[Point labeling dataset excerpts]
*-*-*

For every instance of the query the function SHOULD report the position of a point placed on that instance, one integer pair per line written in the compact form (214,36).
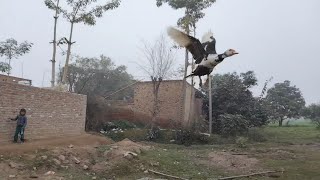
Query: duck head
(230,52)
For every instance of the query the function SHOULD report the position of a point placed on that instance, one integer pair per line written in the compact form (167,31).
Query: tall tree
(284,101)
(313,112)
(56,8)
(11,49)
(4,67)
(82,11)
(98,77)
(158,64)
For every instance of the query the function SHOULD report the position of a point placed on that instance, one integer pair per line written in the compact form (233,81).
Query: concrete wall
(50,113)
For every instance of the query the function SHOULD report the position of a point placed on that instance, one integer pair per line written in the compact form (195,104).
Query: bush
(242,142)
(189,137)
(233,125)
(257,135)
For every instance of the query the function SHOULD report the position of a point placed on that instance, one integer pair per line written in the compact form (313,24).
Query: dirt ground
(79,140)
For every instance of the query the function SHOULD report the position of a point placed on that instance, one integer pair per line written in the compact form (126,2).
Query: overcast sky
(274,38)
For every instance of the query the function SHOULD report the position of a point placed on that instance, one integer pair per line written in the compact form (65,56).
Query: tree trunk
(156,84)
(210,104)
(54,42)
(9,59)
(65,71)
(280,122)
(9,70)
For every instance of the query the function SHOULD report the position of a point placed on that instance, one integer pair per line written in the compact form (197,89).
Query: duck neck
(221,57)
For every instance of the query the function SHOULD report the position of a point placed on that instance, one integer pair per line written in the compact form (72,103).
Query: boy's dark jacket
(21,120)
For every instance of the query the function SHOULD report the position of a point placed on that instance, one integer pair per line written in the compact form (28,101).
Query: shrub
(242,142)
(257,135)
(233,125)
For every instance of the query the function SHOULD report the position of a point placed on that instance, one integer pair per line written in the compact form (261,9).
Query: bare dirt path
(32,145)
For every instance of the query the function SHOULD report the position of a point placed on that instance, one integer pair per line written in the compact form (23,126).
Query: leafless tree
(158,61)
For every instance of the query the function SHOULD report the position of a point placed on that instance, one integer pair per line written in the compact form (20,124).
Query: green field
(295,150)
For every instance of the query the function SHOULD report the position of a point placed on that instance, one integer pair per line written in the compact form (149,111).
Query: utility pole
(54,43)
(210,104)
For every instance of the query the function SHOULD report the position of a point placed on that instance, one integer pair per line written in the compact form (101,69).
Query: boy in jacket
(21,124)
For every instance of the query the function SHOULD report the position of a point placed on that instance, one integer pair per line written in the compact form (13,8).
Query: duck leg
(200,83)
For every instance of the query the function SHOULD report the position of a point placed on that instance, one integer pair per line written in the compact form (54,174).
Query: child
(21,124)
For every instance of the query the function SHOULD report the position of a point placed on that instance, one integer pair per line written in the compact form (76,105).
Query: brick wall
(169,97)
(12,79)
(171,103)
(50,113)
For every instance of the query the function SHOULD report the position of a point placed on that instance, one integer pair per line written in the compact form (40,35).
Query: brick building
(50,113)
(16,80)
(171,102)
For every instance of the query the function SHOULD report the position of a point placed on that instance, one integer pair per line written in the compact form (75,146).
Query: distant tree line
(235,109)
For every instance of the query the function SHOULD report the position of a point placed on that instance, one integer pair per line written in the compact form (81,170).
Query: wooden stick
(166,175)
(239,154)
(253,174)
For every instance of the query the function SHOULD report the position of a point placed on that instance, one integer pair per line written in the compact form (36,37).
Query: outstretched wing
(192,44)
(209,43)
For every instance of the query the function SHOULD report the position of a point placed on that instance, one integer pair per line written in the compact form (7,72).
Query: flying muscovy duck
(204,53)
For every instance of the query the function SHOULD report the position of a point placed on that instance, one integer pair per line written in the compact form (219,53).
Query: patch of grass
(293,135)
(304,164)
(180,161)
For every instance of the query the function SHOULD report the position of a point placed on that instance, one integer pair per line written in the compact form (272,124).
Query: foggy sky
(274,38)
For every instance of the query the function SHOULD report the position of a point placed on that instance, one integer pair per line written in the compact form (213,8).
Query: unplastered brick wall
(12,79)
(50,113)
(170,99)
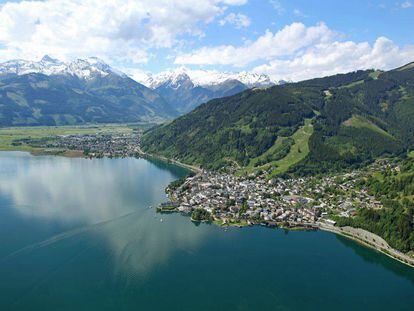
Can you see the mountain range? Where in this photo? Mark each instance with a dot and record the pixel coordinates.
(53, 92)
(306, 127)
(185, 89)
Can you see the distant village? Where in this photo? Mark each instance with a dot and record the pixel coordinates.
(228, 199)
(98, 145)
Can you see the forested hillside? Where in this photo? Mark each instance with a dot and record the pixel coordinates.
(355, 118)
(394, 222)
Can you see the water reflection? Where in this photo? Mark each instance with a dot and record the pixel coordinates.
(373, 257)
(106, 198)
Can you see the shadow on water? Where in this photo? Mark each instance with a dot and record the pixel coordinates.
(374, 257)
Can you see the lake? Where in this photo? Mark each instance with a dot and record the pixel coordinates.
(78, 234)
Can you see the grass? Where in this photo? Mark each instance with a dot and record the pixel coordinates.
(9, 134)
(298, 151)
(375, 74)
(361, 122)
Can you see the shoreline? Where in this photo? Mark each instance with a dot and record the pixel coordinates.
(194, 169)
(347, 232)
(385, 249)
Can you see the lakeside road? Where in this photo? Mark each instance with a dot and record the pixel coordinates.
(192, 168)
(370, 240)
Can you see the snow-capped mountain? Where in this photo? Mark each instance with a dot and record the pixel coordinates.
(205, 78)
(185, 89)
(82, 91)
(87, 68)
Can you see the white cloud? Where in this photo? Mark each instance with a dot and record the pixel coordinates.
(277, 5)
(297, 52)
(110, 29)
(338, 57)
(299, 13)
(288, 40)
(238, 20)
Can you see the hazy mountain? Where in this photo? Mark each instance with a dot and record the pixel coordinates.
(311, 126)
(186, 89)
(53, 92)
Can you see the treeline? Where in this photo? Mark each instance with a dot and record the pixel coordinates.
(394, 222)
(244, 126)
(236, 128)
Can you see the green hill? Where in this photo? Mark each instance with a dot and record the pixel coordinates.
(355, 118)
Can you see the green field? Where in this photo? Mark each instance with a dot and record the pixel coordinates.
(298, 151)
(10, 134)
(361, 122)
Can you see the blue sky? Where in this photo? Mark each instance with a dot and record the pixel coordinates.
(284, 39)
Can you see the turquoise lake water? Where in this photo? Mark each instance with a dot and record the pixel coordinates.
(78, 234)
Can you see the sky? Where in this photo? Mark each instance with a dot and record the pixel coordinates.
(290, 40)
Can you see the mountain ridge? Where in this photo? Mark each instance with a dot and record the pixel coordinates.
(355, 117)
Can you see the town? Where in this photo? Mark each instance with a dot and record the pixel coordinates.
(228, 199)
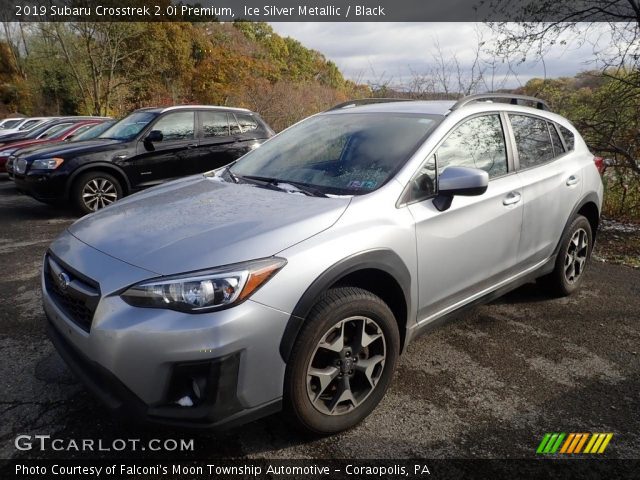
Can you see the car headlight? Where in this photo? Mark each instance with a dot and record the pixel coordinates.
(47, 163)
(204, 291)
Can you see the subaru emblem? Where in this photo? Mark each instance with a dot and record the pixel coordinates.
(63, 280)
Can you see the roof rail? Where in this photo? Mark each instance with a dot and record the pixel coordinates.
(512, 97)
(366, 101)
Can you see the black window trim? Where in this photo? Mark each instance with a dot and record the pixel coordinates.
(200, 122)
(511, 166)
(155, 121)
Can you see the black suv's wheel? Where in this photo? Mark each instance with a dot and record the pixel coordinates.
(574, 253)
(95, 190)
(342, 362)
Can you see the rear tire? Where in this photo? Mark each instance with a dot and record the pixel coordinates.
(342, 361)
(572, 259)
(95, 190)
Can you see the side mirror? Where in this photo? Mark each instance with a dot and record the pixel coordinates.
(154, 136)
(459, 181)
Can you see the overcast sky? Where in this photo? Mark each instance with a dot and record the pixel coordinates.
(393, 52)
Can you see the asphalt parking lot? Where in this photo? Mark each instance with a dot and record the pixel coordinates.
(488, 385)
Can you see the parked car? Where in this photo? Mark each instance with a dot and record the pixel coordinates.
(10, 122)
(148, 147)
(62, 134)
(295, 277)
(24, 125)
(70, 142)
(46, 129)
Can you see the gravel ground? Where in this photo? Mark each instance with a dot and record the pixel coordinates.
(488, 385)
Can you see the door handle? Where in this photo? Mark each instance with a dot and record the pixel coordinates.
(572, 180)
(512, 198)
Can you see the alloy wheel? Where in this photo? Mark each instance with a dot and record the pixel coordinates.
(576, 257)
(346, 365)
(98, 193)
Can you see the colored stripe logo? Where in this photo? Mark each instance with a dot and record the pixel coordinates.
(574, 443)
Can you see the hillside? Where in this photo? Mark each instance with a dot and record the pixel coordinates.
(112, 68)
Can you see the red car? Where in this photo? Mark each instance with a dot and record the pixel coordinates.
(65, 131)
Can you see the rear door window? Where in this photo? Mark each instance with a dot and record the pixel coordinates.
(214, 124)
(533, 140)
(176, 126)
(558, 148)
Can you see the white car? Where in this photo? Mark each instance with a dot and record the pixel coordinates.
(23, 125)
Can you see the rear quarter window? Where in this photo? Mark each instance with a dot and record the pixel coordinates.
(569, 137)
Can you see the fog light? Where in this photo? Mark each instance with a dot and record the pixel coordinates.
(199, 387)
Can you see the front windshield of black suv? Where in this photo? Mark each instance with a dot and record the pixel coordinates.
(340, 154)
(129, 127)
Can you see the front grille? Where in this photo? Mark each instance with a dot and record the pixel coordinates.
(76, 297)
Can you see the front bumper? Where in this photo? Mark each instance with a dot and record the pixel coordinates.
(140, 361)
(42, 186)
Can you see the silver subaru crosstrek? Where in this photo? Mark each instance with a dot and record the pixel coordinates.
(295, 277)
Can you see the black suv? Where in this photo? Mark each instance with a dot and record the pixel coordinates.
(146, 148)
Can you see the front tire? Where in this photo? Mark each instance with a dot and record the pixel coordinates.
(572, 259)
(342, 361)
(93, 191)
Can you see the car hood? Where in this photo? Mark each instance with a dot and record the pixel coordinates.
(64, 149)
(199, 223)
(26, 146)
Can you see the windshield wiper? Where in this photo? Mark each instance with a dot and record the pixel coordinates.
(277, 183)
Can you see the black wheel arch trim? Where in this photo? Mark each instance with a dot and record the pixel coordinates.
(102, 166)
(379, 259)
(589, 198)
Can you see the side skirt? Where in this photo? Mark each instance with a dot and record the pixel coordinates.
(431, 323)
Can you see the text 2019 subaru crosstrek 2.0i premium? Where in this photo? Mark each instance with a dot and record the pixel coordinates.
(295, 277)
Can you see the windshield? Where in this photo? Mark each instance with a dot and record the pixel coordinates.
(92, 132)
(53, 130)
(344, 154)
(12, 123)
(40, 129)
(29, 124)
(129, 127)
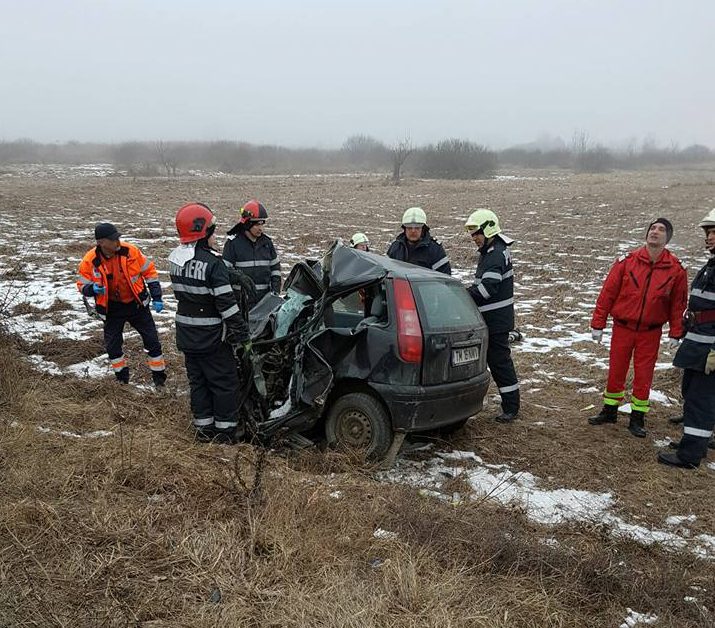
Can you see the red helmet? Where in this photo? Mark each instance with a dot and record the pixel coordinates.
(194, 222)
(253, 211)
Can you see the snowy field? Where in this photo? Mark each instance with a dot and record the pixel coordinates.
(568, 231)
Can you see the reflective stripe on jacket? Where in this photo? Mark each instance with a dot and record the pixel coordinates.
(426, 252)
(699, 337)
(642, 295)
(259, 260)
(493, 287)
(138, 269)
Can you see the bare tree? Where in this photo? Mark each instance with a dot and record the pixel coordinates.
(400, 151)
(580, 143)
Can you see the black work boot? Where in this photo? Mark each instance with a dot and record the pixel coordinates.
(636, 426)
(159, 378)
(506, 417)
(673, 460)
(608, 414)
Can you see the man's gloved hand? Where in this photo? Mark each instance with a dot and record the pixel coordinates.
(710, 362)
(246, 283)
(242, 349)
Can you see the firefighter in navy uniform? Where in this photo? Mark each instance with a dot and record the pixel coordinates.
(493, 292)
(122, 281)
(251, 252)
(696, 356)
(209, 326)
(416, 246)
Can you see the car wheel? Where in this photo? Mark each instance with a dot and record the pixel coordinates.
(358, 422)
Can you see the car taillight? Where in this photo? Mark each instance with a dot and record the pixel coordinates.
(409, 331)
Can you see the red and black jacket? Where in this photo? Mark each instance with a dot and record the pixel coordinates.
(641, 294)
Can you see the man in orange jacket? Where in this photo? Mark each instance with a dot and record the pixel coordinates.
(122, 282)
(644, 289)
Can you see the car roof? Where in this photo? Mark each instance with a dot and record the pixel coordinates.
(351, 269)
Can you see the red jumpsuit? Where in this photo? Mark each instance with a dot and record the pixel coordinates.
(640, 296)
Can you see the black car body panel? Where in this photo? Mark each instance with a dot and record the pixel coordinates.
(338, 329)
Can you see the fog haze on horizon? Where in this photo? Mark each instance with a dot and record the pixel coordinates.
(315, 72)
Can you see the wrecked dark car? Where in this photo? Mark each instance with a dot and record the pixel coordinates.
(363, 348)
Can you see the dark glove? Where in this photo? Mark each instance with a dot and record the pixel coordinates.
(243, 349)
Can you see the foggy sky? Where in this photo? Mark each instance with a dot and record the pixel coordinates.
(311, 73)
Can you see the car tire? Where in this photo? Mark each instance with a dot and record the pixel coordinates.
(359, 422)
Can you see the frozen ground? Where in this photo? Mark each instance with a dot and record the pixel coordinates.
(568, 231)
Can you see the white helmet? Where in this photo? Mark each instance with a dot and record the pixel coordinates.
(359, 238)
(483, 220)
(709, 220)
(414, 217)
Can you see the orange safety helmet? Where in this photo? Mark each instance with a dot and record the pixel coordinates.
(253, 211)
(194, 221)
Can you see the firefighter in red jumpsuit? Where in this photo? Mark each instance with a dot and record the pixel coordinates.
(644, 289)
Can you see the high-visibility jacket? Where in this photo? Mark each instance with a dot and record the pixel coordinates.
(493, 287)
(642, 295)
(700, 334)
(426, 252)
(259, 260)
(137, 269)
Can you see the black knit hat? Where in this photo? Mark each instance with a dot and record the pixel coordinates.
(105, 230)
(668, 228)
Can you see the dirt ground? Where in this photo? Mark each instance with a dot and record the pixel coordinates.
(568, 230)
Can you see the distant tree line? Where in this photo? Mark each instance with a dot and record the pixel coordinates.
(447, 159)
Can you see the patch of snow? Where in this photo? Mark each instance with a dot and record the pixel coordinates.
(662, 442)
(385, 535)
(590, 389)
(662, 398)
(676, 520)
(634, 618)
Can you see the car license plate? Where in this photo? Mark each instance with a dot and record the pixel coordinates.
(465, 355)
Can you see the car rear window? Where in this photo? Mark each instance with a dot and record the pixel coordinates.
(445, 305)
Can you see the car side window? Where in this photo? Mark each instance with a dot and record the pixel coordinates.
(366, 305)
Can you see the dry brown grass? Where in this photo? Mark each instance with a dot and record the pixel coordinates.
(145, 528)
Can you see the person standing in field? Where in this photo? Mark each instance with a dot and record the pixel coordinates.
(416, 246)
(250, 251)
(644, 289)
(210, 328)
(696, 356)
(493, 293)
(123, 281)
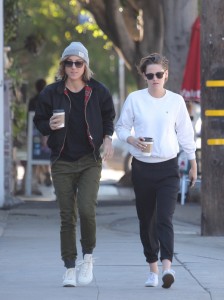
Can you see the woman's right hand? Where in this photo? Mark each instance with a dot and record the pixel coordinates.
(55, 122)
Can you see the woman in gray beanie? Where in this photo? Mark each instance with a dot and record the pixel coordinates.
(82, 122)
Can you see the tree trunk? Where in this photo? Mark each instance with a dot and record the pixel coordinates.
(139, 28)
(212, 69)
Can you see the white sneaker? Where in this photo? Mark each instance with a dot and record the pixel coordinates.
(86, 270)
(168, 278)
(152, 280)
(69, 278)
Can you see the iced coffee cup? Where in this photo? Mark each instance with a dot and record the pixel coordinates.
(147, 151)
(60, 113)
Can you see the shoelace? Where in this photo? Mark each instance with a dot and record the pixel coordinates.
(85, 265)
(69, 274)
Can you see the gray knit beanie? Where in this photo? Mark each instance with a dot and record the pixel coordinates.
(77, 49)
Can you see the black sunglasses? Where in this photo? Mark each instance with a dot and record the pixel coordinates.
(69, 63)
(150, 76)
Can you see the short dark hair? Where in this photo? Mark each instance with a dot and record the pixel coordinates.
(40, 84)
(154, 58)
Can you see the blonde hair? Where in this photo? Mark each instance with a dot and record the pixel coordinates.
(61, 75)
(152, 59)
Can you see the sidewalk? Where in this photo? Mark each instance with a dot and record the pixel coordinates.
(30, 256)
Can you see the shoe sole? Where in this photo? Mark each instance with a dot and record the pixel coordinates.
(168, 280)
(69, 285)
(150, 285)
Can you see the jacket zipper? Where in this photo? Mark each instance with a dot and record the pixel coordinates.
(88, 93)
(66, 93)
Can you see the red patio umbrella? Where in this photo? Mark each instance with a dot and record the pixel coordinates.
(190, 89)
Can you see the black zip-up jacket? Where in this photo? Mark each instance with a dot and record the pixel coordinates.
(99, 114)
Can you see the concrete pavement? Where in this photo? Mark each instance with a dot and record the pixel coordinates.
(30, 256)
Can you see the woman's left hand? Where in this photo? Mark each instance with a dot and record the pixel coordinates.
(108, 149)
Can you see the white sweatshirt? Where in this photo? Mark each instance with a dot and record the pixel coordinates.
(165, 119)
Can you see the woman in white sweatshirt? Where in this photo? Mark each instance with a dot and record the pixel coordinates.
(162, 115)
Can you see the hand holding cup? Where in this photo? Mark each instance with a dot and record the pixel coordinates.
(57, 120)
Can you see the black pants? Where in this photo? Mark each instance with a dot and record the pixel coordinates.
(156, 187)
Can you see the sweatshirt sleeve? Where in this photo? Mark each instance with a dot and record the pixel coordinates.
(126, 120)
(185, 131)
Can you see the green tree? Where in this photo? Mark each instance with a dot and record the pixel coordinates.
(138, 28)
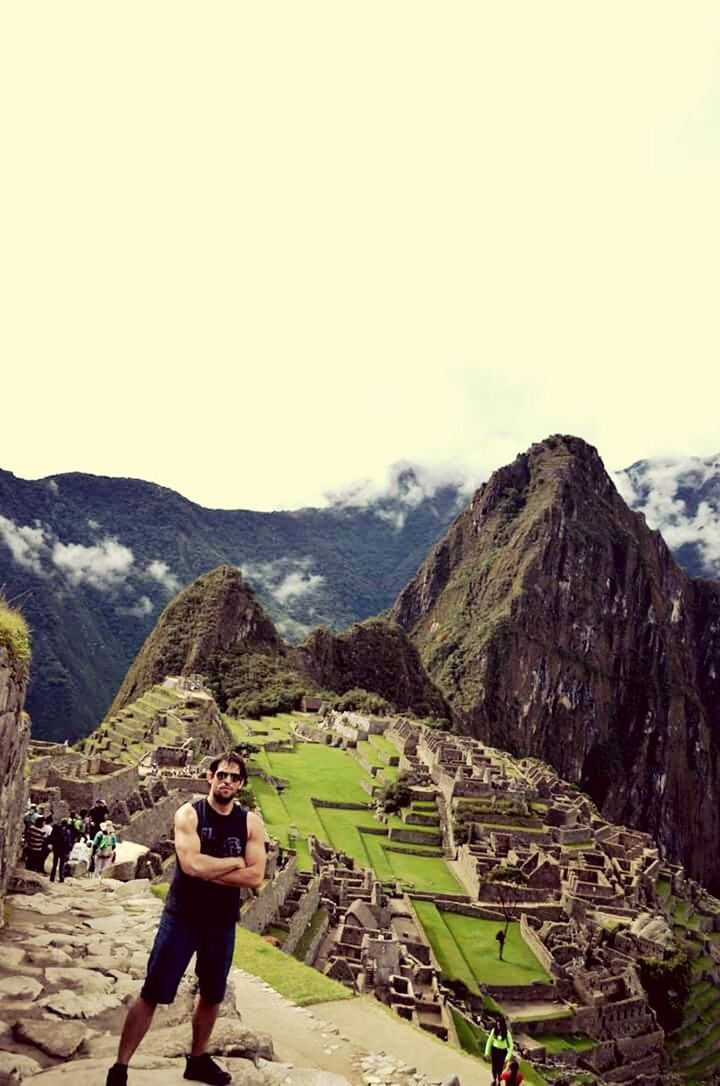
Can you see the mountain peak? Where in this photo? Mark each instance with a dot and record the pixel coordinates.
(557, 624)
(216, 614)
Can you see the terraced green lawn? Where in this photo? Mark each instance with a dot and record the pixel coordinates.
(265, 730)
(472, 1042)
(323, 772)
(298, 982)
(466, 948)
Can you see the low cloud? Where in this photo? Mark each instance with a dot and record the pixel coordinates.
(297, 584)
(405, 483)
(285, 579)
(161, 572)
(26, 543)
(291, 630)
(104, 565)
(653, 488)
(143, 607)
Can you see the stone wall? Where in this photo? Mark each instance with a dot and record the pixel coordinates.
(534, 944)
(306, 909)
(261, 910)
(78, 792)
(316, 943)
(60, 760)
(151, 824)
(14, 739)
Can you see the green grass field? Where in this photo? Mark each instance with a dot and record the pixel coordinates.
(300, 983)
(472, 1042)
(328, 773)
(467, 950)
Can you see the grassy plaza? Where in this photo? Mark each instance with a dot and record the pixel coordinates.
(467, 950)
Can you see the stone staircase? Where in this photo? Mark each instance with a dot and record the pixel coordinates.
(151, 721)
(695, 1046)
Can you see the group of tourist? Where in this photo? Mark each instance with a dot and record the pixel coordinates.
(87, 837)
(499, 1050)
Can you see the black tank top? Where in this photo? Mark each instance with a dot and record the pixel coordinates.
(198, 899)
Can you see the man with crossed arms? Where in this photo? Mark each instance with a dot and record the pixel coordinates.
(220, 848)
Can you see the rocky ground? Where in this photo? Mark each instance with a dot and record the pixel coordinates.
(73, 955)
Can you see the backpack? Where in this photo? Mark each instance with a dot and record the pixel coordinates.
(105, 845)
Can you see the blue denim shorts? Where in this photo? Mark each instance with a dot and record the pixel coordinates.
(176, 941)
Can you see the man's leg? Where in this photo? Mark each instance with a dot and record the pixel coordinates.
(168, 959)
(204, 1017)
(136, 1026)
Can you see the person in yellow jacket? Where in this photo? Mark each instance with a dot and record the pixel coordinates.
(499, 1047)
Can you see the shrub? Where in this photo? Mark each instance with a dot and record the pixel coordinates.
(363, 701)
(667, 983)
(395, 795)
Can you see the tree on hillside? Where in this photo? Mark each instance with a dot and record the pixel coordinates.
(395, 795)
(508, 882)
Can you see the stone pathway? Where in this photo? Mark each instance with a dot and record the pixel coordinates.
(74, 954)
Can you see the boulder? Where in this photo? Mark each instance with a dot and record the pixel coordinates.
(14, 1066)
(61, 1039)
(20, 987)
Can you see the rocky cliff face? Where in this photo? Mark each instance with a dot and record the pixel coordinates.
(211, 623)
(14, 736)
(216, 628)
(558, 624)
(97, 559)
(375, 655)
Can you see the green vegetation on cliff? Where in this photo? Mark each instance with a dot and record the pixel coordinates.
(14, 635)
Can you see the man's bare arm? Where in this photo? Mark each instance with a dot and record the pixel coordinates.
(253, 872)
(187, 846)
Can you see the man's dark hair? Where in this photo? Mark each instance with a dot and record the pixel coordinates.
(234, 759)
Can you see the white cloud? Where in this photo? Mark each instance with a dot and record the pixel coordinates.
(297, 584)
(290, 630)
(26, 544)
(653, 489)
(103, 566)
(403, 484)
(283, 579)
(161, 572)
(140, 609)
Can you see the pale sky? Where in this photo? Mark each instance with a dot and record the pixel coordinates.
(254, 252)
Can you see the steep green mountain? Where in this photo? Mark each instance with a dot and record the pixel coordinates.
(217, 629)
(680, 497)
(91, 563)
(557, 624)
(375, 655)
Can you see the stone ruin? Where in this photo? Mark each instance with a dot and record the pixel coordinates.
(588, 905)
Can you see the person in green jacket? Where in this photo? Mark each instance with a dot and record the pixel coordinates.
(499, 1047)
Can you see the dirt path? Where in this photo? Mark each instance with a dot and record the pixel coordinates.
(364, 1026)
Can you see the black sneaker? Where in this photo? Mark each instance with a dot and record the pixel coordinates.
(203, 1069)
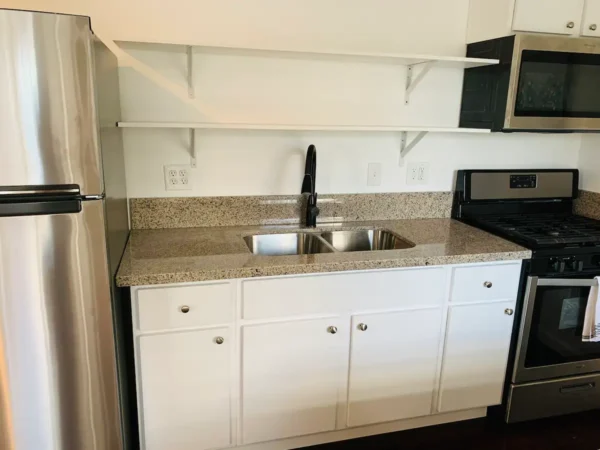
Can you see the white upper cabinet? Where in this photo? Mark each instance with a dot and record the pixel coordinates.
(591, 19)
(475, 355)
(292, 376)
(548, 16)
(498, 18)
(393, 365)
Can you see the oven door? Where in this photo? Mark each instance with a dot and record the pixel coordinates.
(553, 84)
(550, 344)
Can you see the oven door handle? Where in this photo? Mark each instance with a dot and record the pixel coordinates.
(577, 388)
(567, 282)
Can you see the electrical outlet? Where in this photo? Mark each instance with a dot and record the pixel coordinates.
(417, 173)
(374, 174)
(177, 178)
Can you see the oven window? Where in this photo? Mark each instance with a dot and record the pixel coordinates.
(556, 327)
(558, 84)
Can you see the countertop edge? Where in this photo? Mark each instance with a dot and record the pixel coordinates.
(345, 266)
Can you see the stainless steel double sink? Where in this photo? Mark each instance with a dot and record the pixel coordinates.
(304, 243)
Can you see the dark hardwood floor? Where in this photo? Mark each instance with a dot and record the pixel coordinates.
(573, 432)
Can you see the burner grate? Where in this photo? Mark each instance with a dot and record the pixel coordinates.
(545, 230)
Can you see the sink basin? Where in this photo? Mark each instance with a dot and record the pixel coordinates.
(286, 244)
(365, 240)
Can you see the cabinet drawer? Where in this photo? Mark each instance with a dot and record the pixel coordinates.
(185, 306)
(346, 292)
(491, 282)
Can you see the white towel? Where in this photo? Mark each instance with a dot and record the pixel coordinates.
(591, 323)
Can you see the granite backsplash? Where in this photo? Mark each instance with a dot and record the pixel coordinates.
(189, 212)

*-*-*

YOUR TASK
Reproduce, word for word, every line starting at the line that contains "Can you see the dark hardwood" and ending with the final line of the entries.

THE SOLUTION
Can you see the dark hardwood floor? Where in this photo? Mark each instance with a dot and record the pixel coordinates.
(573, 432)
Can you see the burner grate? Where in this photo? Mark each instance with a dot and record the pixel coordinates.
(545, 230)
Can you see the sink basin? Where in this photo? Mark each instance with a dot and record the pixel coordinates.
(286, 244)
(365, 240)
Can you see the cabinet drawer? Where in this photo? Mark each instance with a dot and record the pixel coordinates.
(185, 306)
(346, 292)
(491, 282)
Can you see the white towel? Where in this photo? Mark each instance with a dot and record the pixel coordinates.
(591, 323)
Can you see the granite backsplash? Where in this photo? Mark each instance with a dot and record the pixel coordinates.
(189, 212)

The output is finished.